* _Task_:
Exact repetition is required: output every record in full.

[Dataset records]
◇ ◇ ◇ ◇
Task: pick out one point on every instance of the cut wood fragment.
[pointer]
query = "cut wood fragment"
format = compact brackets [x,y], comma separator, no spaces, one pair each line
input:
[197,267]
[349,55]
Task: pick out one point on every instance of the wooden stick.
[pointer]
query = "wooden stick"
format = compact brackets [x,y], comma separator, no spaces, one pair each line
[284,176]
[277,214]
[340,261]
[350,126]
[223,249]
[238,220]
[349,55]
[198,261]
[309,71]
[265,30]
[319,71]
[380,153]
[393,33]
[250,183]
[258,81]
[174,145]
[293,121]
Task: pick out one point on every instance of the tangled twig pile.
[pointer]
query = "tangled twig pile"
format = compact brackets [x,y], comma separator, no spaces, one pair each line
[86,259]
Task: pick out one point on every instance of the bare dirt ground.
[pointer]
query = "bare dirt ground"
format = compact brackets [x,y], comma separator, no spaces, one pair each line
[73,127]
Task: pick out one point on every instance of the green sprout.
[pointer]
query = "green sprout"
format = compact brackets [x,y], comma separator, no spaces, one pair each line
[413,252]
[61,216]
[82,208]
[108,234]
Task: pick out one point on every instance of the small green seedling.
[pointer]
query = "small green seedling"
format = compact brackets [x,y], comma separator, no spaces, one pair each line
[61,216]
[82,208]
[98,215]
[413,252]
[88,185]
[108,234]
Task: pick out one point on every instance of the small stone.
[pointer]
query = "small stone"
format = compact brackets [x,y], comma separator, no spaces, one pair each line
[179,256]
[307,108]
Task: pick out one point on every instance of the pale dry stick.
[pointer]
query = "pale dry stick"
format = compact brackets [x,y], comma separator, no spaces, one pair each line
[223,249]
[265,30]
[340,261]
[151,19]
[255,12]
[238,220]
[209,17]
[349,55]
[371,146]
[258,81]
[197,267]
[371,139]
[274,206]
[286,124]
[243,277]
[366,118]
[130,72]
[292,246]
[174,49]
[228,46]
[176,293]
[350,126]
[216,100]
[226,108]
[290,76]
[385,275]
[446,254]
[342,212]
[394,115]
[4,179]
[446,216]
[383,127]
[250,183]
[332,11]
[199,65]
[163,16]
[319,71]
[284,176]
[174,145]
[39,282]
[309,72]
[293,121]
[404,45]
◇ ◇ ◇ ◇
* _Exercise result_:
Task: pick out one point on every instance of the cut wood fragment.
[pointer]
query = "cut wood fragment"
format = compact brackets [x,y], comma separator, no spaces, one pair each line
input:
[197,267]
[349,55]
Task: pick out one point on every instance of the wooden stick.
[pointer]
query = "wooden stick"
format = compact brackets [x,y], comma separator, no spaces, one pair each line
[284,176]
[277,214]
[340,261]
[350,126]
[223,249]
[238,220]
[349,55]
[198,261]
[309,71]
[265,30]
[319,71]
[380,153]
[393,33]
[250,183]
[258,81]
[174,145]
[293,121]
Task: pick out one point on every instance of the tangled twig pile.
[pointer]
query = "tangled twig pile"
format = compact brackets [x,y], comma separator, no spaces, one pair each line
[86,259]
Task: pick out one point on every instance of the bare dirt ground.
[pointer]
query = "bare dirt ground"
format = compact brackets [x,y], comma separator, no spaces, one pair each line
[73,127]
Task: pick out one point on every instance of the green sprout.
[pointer]
query = "green sprout"
format = compact brackets [x,y], comma separator, no spaces, one pair each line
[413,252]
[61,216]
[82,208]
[108,234]
Task: pick out one point on every instance of the small green seedling.
[pointer]
query = "small green seedling"
format = compact brackets [x,y], comma separator, no spaces, one pair each line
[61,216]
[82,208]
[98,215]
[413,252]
[88,185]
[108,234]
Task: pick out one point on every instance of the small stone.
[pointer]
query = "small stone"
format = compact brackets [x,y], comma separator, no spaces, one pair each line
[179,256]
[307,108]
Task: pick out one point on every instance of the pale dry stick.
[pointer]
query = "pale dry stick"
format = compact brackets [x,y], comma separator, no spaces, one pair each line
[223,249]
[265,30]
[340,261]
[151,19]
[255,12]
[238,220]
[209,17]
[349,55]
[371,146]
[258,81]
[197,267]
[371,139]
[274,206]
[286,124]
[243,277]
[366,118]
[130,72]
[292,246]
[174,49]
[228,46]
[176,293]
[350,126]
[216,100]
[226,108]
[290,76]
[385,275]
[446,254]
[342,212]
[394,115]
[4,179]
[446,216]
[383,127]
[250,183]
[332,11]
[199,65]
[163,16]
[319,71]
[284,176]
[174,145]
[39,282]
[309,72]
[293,121]
[404,45]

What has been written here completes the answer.